» What you will do
Your task is to repeat the entries word for word while leaving out the pictures.

» Records for the exercise
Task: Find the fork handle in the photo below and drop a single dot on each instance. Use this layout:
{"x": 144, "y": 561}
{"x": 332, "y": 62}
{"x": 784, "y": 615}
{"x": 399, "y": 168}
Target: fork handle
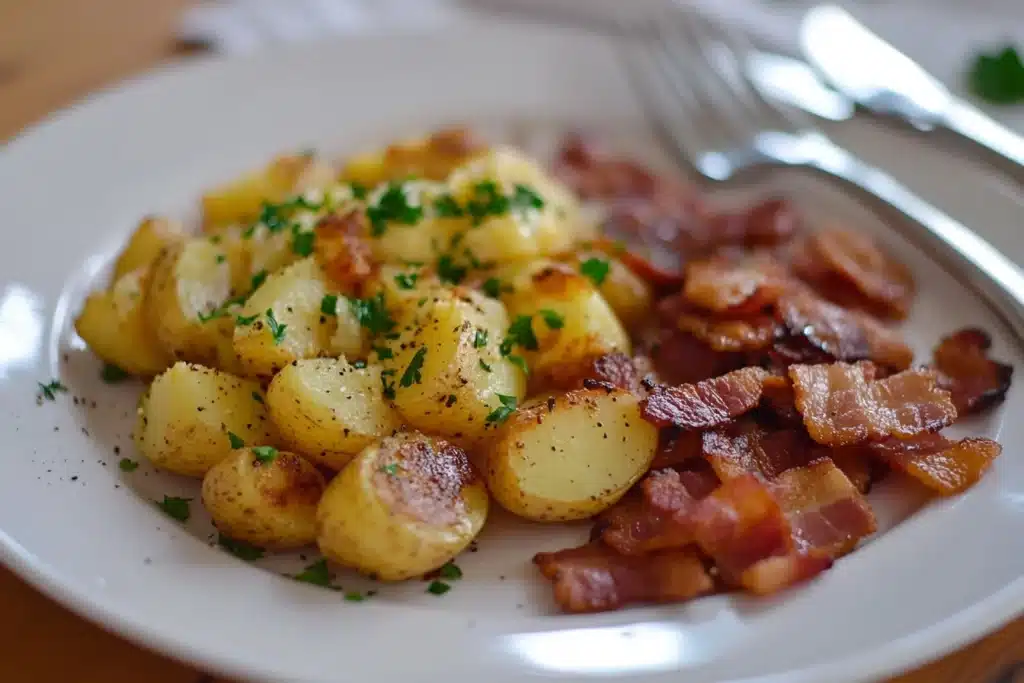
{"x": 990, "y": 274}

» Answer to this task
Task: Find the fork handle in the photo below and drop a single dot on each instance. Use this layout:
{"x": 144, "y": 561}
{"x": 332, "y": 62}
{"x": 784, "y": 615}
{"x": 399, "y": 168}
Target: fork handle
{"x": 990, "y": 274}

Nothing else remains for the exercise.